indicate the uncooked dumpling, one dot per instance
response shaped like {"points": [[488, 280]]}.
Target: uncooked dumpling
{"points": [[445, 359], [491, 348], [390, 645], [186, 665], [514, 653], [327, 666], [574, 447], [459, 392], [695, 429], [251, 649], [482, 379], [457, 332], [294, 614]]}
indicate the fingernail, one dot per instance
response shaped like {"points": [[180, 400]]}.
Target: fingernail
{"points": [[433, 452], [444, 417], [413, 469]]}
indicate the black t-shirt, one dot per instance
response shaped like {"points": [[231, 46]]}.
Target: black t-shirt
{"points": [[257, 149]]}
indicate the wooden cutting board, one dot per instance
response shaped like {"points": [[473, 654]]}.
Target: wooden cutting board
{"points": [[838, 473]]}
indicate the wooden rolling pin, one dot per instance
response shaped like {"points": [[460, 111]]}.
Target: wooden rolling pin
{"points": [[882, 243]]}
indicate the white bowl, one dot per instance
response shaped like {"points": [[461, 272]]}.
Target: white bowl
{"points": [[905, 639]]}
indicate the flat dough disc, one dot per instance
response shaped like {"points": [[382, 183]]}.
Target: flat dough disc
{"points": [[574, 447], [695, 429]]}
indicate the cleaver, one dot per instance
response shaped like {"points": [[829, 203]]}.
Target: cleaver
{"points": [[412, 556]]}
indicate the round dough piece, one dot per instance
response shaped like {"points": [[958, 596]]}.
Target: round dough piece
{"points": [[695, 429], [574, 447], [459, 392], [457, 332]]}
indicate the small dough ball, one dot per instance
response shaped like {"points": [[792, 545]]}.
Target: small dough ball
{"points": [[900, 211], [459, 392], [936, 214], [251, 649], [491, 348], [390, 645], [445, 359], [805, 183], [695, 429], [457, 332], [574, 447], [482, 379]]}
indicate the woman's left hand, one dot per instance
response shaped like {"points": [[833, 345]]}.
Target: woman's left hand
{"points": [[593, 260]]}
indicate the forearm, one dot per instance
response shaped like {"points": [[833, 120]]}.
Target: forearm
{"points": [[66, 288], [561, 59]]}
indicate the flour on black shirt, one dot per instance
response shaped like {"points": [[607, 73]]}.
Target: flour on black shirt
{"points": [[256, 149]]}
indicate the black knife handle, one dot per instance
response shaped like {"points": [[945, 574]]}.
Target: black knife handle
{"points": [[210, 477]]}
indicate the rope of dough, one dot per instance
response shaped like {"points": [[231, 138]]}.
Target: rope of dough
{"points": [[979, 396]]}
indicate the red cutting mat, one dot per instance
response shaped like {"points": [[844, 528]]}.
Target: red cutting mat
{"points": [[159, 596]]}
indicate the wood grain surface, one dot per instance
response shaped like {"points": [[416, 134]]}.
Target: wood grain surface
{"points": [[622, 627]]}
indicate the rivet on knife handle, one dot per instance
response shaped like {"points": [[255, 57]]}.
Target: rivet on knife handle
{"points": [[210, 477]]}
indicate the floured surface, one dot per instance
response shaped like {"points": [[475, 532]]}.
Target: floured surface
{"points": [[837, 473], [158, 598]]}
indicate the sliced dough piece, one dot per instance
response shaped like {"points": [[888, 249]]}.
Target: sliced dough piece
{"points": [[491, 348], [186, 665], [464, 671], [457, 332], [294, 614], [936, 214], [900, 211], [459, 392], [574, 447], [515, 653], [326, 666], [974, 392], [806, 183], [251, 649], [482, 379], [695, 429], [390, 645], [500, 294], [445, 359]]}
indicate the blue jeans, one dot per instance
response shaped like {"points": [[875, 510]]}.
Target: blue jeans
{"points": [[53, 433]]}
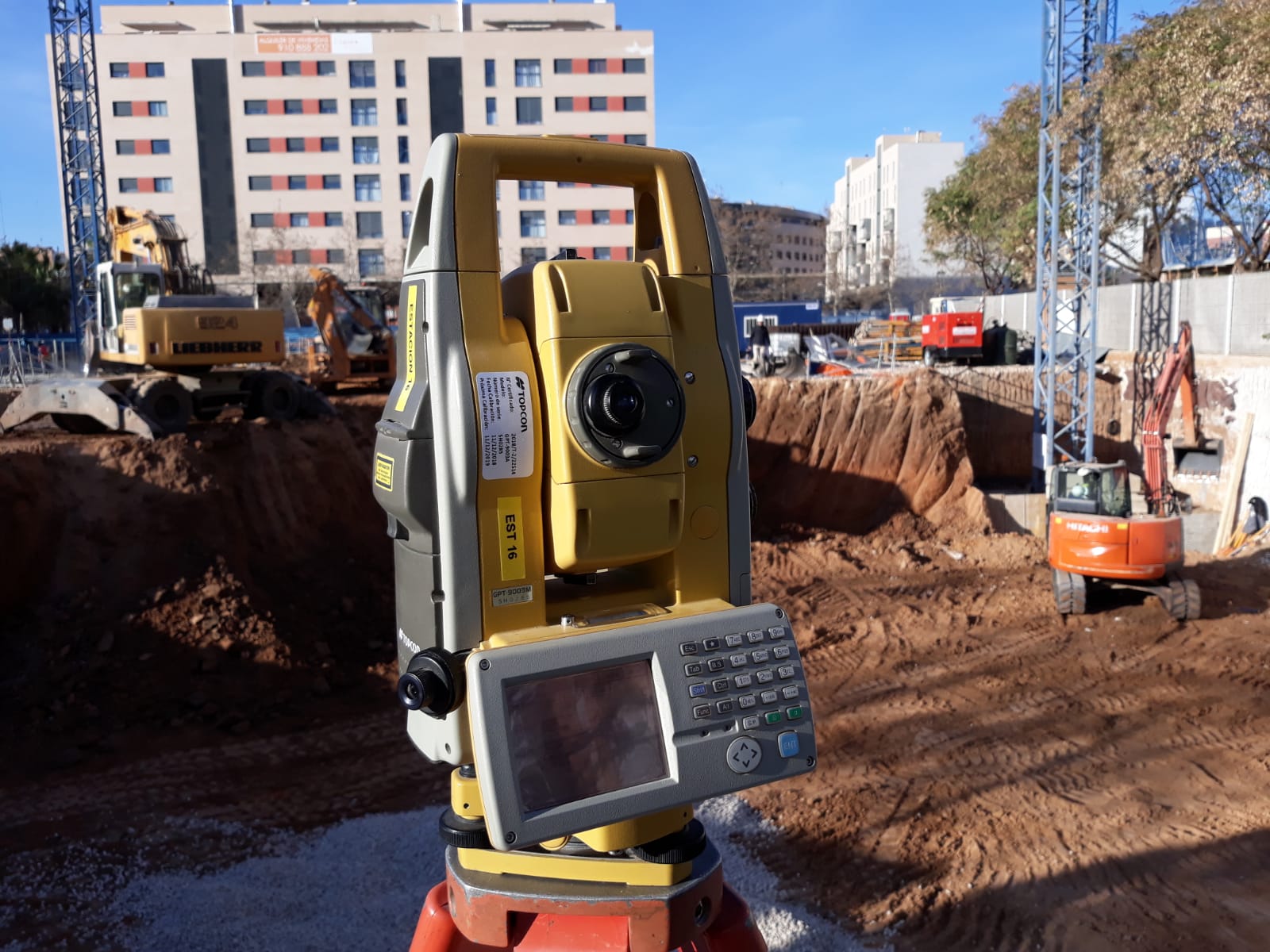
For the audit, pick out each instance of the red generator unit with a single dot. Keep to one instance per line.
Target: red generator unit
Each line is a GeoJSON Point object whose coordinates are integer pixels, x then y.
{"type": "Point", "coordinates": [956, 336]}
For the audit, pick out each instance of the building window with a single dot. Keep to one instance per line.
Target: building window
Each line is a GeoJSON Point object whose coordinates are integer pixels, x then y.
{"type": "Point", "coordinates": [366, 150]}
{"type": "Point", "coordinates": [533, 224]}
{"type": "Point", "coordinates": [370, 262]}
{"type": "Point", "coordinates": [361, 74]}
{"type": "Point", "coordinates": [529, 73]}
{"type": "Point", "coordinates": [529, 111]}
{"type": "Point", "coordinates": [370, 225]}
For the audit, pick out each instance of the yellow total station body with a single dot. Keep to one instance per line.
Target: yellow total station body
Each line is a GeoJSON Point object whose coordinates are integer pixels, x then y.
{"type": "Point", "coordinates": [498, 507]}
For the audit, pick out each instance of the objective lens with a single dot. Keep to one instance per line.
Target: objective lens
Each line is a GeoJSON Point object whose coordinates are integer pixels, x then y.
{"type": "Point", "coordinates": [615, 404]}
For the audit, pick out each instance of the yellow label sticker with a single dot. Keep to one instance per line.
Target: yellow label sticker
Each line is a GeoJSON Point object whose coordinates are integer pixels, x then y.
{"type": "Point", "coordinates": [410, 368]}
{"type": "Point", "coordinates": [384, 471]}
{"type": "Point", "coordinates": [511, 533]}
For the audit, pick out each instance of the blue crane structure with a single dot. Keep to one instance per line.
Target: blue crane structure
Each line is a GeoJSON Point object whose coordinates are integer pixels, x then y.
{"type": "Point", "coordinates": [79, 139]}
{"type": "Point", "coordinates": [1067, 234]}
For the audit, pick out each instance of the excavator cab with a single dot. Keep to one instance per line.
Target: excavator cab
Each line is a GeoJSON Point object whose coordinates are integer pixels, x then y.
{"type": "Point", "coordinates": [1091, 489]}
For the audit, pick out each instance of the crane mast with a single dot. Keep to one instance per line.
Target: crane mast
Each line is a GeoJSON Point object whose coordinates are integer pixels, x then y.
{"type": "Point", "coordinates": [1067, 235]}
{"type": "Point", "coordinates": [79, 139]}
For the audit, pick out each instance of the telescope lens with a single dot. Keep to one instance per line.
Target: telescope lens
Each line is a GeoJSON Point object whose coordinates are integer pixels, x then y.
{"type": "Point", "coordinates": [615, 404]}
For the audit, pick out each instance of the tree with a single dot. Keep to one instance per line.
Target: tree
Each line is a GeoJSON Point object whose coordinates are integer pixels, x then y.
{"type": "Point", "coordinates": [35, 289]}
{"type": "Point", "coordinates": [983, 220]}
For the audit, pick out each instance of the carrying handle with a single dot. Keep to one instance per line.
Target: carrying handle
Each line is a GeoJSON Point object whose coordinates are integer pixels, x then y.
{"type": "Point", "coordinates": [672, 209]}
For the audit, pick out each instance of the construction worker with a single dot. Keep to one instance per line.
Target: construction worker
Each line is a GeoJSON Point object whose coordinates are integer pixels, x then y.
{"type": "Point", "coordinates": [760, 346]}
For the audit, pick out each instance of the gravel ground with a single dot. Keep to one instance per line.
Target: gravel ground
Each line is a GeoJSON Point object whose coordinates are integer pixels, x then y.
{"type": "Point", "coordinates": [360, 884]}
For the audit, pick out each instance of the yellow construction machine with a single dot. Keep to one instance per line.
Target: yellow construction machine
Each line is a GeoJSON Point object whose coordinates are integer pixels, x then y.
{"type": "Point", "coordinates": [357, 346]}
{"type": "Point", "coordinates": [165, 349]}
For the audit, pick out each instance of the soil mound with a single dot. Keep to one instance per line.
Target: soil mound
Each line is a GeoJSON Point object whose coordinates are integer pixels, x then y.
{"type": "Point", "coordinates": [846, 454]}
{"type": "Point", "coordinates": [213, 581]}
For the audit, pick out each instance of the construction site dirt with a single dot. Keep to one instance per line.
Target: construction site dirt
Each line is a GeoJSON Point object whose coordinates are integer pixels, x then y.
{"type": "Point", "coordinates": [201, 628]}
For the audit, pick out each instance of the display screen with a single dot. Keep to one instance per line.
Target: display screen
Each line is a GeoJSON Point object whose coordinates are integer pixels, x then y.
{"type": "Point", "coordinates": [581, 735]}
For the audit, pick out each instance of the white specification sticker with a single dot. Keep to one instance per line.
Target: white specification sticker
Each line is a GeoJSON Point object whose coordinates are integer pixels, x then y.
{"type": "Point", "coordinates": [506, 425]}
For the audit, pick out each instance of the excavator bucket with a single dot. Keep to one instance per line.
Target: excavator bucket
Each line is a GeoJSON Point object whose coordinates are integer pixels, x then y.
{"type": "Point", "coordinates": [78, 405]}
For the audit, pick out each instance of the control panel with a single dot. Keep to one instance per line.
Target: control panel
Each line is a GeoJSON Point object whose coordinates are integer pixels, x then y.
{"type": "Point", "coordinates": [586, 730]}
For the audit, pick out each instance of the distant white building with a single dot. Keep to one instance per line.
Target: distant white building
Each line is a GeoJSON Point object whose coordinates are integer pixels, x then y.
{"type": "Point", "coordinates": [874, 235]}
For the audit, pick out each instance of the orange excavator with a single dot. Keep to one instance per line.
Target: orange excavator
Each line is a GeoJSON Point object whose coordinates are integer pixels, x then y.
{"type": "Point", "coordinates": [357, 346]}
{"type": "Point", "coordinates": [1095, 539]}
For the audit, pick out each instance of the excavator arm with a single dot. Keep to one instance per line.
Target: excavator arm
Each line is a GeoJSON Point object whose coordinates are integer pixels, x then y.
{"type": "Point", "coordinates": [143, 236]}
{"type": "Point", "coordinates": [1178, 374]}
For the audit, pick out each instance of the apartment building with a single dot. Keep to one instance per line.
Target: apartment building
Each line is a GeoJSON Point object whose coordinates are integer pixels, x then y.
{"type": "Point", "coordinates": [874, 234]}
{"type": "Point", "coordinates": [283, 135]}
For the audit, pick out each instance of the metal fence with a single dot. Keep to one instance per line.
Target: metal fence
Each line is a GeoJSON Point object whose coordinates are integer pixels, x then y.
{"type": "Point", "coordinates": [1229, 314]}
{"type": "Point", "coordinates": [29, 359]}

=-=-=-=-=

Required task
Transcribe word for word the lines from the one holding "For the audit, pick out each instance of the control" to the last line of the listing above, inclusive.

Task result
For the audit, pick out each instance of the control panel with a single dot. Keep to one instance per line.
Target: control panel
Each line is a GeoJSON Point object whose coordinates are integer pixels, x then y.
{"type": "Point", "coordinates": [586, 730]}
For the audit, pick out each instance of the distant white building with a single dot. Keep to one instance per line.
Target: distant white building
Each line is a GeoJSON Point object whose coordinates are integer pixels, x then y.
{"type": "Point", "coordinates": [874, 235]}
For the audit, pick out each instance of the orange excavator with a single dot. Keep to one instance per line.
Target: orange excavator
Each line is a GeoJSON Point object whose coordinates are integer pixels, x then y.
{"type": "Point", "coordinates": [357, 346]}
{"type": "Point", "coordinates": [1095, 539]}
For the audit, pick out each instance of the excavator arm with a single dot. Keep to one instance per line.
Target: excavator arm
Each line is a GeoJSON Point object whose coordinates are integer pixels, x then y.
{"type": "Point", "coordinates": [143, 236]}
{"type": "Point", "coordinates": [1178, 374]}
For the audit, pick out each instance of the apartment building with a single dot. Keep to one instance per line.
Target: apartment building
Each line is a GeoJSON Point object whose coordinates are integer pixels, x then y.
{"type": "Point", "coordinates": [874, 234]}
{"type": "Point", "coordinates": [283, 135]}
For the audit, pick out each instance of the metal fence with a single dot. Keep to one instance per line.
Target: metal fence
Each line is a GeoJSON Point object whose coordinates are integer pixels, x then y.
{"type": "Point", "coordinates": [1229, 314]}
{"type": "Point", "coordinates": [29, 359]}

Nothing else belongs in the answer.